[Stored items]
═══

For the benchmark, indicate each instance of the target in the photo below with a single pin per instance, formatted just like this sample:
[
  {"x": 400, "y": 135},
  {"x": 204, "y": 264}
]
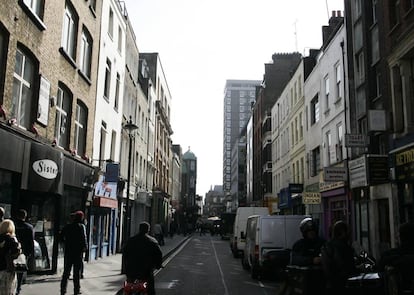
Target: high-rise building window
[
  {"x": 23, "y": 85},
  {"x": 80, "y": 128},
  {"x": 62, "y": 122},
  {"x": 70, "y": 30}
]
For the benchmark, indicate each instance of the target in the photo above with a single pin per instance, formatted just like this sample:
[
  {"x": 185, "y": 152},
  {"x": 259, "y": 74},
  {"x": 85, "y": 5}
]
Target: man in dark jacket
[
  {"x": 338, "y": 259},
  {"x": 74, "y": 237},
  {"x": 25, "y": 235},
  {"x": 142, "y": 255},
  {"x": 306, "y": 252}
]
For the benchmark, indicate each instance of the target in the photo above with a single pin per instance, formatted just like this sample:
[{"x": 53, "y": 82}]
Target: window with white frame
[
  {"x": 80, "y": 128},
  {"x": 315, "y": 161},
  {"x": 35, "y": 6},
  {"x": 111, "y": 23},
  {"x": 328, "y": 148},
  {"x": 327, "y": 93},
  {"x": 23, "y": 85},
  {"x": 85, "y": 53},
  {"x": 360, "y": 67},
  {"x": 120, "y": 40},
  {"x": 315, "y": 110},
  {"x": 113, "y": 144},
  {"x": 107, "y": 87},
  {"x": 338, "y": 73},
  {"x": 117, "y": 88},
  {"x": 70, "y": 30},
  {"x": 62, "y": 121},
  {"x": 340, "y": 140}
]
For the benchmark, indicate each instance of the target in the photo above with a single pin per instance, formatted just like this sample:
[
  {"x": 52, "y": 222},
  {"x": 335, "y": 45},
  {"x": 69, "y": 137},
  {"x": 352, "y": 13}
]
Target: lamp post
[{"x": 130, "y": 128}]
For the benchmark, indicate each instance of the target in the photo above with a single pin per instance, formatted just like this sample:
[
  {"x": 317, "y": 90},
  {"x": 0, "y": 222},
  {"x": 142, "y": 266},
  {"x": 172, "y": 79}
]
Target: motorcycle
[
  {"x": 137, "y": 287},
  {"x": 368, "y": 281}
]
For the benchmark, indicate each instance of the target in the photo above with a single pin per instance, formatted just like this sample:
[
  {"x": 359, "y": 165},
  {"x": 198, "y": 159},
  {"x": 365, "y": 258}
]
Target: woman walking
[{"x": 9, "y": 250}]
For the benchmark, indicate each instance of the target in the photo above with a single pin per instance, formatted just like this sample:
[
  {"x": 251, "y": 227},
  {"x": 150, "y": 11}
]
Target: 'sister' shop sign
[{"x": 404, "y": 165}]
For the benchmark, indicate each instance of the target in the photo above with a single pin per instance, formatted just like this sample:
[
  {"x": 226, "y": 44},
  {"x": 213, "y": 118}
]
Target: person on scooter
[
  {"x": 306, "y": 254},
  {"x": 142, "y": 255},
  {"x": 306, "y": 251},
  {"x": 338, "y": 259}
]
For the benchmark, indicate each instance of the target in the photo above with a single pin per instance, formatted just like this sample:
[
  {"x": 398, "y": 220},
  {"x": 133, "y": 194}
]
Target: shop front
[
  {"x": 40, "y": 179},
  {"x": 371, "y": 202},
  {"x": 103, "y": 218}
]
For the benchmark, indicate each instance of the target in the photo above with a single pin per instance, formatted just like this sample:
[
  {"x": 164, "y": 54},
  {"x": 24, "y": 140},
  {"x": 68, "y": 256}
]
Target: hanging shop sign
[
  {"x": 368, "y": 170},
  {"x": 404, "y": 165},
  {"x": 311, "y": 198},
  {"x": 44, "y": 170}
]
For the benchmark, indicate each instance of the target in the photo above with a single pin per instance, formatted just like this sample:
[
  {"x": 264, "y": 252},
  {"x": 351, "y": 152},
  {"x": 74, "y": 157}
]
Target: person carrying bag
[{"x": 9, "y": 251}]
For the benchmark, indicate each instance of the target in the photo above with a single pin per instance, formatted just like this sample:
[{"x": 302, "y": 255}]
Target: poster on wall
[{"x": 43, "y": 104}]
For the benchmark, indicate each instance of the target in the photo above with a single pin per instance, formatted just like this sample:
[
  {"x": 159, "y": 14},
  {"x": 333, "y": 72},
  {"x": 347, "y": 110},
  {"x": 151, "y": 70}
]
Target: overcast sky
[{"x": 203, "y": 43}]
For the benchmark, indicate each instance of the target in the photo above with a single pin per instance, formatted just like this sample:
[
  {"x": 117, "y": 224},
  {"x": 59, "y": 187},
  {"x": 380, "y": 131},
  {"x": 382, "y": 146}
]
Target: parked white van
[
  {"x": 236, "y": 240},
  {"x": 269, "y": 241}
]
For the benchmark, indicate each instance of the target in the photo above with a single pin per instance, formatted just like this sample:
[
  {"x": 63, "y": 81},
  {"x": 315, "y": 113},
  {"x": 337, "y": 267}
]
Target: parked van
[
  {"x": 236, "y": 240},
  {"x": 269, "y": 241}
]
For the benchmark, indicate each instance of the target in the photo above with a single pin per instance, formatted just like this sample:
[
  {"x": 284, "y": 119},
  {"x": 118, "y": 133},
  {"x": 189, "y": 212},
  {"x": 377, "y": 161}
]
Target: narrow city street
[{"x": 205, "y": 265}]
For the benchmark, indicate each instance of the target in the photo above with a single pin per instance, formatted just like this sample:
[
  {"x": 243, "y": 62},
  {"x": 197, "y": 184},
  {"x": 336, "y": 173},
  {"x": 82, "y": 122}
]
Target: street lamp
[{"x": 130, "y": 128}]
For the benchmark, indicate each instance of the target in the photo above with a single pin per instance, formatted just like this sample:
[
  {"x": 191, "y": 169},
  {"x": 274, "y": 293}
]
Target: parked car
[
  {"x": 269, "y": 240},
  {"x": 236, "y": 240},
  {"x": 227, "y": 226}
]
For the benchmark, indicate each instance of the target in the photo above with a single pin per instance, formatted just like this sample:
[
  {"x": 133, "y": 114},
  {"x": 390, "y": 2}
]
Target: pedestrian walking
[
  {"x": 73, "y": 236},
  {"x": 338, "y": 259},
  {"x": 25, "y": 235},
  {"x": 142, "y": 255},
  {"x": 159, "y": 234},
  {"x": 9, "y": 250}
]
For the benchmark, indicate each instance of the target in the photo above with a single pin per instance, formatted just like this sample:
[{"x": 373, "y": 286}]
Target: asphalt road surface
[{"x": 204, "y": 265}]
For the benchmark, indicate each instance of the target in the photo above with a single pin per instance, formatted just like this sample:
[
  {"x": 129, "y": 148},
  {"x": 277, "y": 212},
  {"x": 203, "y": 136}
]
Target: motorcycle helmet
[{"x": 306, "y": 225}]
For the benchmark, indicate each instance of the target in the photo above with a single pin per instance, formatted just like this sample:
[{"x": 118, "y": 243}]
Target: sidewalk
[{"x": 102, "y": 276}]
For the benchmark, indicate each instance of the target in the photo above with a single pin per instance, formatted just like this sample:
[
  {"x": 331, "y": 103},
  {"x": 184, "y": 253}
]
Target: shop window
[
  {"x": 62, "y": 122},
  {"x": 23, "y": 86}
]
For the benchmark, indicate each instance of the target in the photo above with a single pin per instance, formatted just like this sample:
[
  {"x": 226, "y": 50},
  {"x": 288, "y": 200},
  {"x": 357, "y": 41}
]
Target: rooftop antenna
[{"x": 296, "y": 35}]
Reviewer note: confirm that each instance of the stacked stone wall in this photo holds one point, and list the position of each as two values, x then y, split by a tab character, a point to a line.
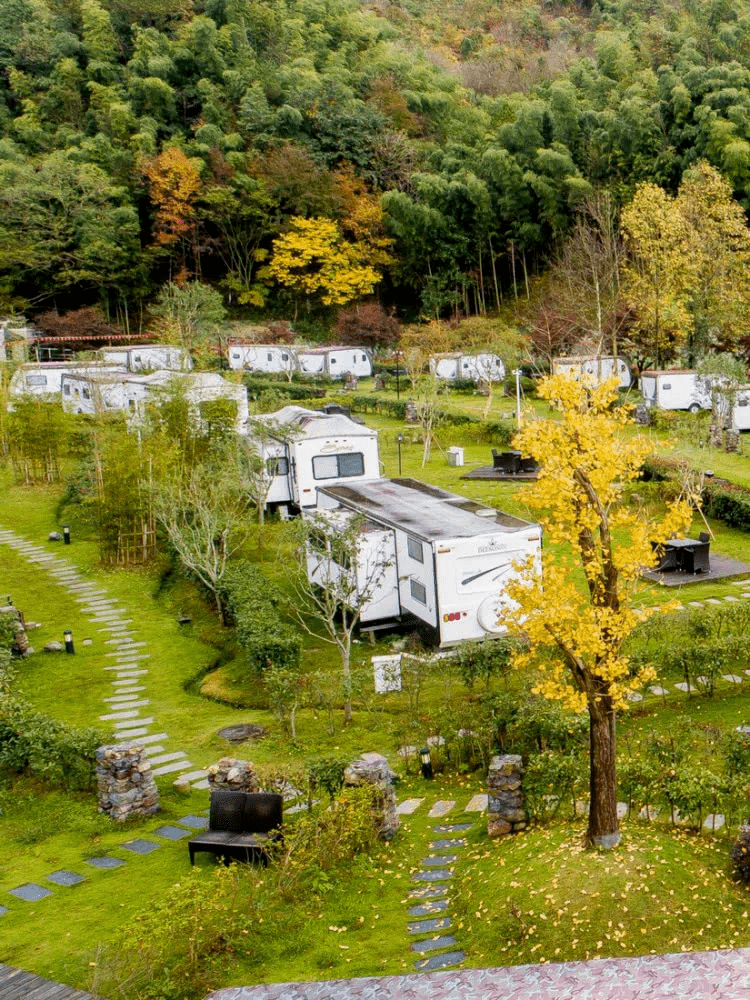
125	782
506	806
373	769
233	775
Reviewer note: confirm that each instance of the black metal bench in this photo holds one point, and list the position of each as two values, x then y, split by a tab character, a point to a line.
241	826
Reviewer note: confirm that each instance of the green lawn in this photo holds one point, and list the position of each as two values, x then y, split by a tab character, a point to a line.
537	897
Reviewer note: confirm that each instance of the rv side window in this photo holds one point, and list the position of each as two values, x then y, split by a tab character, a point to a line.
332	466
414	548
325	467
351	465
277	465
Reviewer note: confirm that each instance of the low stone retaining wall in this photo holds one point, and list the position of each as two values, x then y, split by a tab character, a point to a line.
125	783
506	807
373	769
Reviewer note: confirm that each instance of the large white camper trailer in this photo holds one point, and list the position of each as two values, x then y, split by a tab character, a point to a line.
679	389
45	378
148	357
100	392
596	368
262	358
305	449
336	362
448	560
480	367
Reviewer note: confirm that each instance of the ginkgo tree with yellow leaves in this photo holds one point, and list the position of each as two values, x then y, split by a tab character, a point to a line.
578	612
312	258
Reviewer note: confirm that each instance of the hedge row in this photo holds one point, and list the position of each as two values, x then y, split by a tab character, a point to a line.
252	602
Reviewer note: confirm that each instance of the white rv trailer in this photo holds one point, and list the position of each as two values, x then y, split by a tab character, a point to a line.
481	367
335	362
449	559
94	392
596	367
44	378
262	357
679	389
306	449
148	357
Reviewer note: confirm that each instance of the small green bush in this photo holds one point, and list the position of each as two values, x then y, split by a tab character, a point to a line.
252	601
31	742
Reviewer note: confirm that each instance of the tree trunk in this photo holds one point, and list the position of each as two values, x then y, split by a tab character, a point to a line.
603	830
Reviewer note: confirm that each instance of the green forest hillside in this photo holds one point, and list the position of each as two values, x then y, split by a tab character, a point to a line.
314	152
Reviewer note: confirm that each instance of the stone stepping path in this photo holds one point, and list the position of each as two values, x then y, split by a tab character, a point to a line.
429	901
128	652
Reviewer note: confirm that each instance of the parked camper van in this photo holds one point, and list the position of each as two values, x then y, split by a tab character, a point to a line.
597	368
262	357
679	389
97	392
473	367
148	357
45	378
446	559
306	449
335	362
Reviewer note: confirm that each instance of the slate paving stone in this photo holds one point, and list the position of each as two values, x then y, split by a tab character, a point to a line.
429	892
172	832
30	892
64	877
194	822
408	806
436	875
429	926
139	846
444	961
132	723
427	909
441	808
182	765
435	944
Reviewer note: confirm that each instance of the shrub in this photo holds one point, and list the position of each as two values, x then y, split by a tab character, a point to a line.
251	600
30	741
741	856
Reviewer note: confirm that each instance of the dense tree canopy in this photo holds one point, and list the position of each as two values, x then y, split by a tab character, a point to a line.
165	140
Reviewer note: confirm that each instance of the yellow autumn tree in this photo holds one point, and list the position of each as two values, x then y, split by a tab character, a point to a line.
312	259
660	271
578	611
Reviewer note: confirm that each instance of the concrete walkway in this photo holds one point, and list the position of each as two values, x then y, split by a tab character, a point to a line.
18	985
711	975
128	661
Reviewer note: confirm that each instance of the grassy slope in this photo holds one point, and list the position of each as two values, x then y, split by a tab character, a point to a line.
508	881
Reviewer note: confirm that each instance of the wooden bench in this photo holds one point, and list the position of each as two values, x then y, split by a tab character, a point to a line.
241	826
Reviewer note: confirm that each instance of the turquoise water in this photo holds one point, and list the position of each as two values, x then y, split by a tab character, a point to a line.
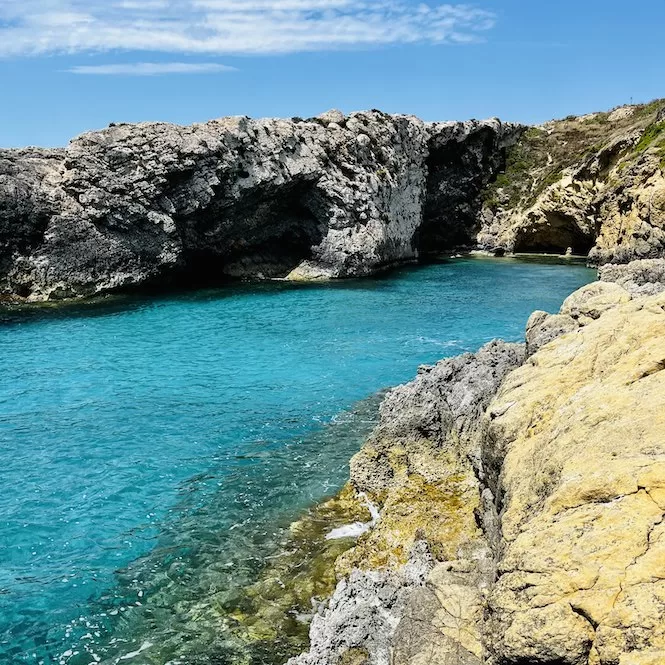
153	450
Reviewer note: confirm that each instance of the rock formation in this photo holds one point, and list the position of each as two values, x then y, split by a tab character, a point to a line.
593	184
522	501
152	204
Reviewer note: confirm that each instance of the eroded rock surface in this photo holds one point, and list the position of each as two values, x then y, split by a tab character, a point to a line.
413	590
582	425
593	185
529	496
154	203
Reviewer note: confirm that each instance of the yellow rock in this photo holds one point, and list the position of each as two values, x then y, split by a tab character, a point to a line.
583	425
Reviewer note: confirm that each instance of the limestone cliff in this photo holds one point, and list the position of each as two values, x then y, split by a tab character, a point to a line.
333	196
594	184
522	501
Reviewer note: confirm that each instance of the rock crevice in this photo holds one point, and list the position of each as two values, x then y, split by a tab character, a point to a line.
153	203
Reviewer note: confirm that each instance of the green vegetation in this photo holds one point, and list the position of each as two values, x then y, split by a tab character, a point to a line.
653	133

═══

Given exercise —
Beginning at the line with "Reviewer note: confirm that each instance of the wooden" and ending at the last line of the listing above, retype each line exactly, including those two lines. Leave the pictures out.

Reply —
Reviewer note: confirm that each instance of the wooden bench in this photo holds one point, and list the position of each as two values, x then y, split by a tab character, a point to a line.
241	826
Reviewer note: confirm that each instance of the turquoise water in this photo holds one point, and list the position of each as two values, x then y, split by a tab character, a point to a line.
153	450
Reviewer note: confirm that each instance of the rock formation in this photo holds one point, and list the position of each as two values, x then y, split by a tab character, a point to a line.
593	184
522	501
152	204
Reviewer note: confirm that each instance of the eroded rock surface in this photo holds one point, and list the position of each as two values, x then y, split by a tab character, a point to a line.
413	590
582	425
593	185
529	496
154	203
Reviewer note: confirm that each instance of the yellow rock in this photo holds one point, and list the position of each as two values, x then y, split by a tab character, a point to a line.
583	425
Reviewer note: confirm that each instance of the limestone cliff in this photo holds one point, and list the position of each as two values, x then y, split by a tab character, a point to a line.
333	196
594	184
522	501
Reviewer note: confirm that each instance of the rock crevice in this photo holds one point, and list the position of each as two values, x then y, split by a tab character, a point to a line.
153	203
Reviewer note: confirm that each instance of the green vegetation in this photo holds one point, and list the position of each as two values, x then y, split by a tab character, a point to a line.
653	133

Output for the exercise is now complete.